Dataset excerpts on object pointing
------------------------------------------------------------

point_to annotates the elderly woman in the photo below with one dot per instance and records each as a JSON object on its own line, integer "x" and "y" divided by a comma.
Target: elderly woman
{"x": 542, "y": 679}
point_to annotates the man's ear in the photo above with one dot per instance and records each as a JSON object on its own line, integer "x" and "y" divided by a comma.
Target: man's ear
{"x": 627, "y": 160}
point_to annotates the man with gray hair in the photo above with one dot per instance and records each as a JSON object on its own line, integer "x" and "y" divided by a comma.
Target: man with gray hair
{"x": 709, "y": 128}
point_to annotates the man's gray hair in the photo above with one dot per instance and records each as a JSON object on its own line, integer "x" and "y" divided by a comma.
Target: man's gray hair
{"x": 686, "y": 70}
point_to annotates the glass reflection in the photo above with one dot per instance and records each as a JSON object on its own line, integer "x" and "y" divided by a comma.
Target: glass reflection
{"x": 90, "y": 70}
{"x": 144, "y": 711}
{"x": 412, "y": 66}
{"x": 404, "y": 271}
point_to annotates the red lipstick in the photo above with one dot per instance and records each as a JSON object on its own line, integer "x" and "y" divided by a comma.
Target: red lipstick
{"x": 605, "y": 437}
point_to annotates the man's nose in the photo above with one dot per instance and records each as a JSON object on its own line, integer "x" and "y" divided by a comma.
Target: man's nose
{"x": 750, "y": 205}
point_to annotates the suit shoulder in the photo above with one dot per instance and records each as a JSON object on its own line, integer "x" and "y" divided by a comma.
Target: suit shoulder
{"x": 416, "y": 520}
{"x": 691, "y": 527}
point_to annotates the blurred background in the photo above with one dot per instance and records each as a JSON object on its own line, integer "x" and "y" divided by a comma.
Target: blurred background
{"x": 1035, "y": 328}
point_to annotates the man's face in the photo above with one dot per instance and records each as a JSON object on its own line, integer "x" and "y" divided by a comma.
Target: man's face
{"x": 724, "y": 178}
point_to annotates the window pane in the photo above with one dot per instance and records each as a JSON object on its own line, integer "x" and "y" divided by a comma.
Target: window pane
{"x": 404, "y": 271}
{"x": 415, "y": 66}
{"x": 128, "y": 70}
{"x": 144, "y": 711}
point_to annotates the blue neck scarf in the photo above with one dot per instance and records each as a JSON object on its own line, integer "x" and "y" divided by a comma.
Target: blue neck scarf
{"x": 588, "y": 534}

------------------------------------------------------------

> _Problem requirements_:
From the records above, extract every entry exactly as given.

> _Solution below_:
point_to annotates the elderly woman in the photo below with one dot per instance and records each as a JSON object on its own line, integer "x" and "y" divided by a comma.
Target: elderly woman
{"x": 542, "y": 679}
point_to annotates the man's ear in the photo above with one dot per instance and records each as a JSON object on its own line, integer "x" and "y" divided by a comma.
Target: man's ear
{"x": 627, "y": 160}
point_to annotates the man with gray hair in the photo above with one dot per instance and records each as a JSON object on its own line, integer "x" and "y" divided by a comma.
Target: man with gray hair
{"x": 709, "y": 128}
point_to annotates the man's gray hair in the photo above with one dot per instance and records each as a JSON object on its own line, integer "x" and "y" divided by a comma.
Target: man's gray hair
{"x": 686, "y": 70}
point_to annotates the glass reflection in the photo above with one dot per instance and records each as a JSON object on its own line, integer "x" and "y" divided by a comma.
Target: glass reflection
{"x": 90, "y": 70}
{"x": 144, "y": 711}
{"x": 412, "y": 66}
{"x": 404, "y": 271}
point_to annotates the red lipstick in the photo above with one dot per instance and records each as a JSON object on its own line, integer "x" and "y" divided by a comma.
Target: red lipstick
{"x": 605, "y": 437}
point_to annotates the man's nose in the photo above with one dot per instance and records each as a JSON object on its own line, integer "x" and "y" divided by a comma.
Target: man's nose
{"x": 750, "y": 205}
point_to annotates the suit shoulder in the photo above with one dot per instance and records each as a JSON object on its own line, integer "x" and "y" divided by a comma.
Target: suit shoulder
{"x": 416, "y": 520}
{"x": 691, "y": 527}
point_to annotates the blurred background in the photo above with one dot per instance and records each as a JSON object on its own line, integer "x" and "y" divided by a comma.
Target: blurred background
{"x": 1035, "y": 328}
point_to annotates the man's face in the photo above with one dot per instance and records each as a JSON object on its own line, integer "x" and "y" divided by a comma.
Target: man's face
{"x": 724, "y": 178}
point_to annotates the window pane in the photo above with one dot per instance and records each as a JSON object on its own line, integer "x" and "y" divided by a comma.
Target: window pane
{"x": 404, "y": 271}
{"x": 415, "y": 66}
{"x": 128, "y": 70}
{"x": 144, "y": 711}
point_to annotates the blue neck scarf in the photo above with one dot per instance and records each as a JSON object on its own line, integer "x" and "y" divided by a comma.
Target: blue neck scarf
{"x": 588, "y": 534}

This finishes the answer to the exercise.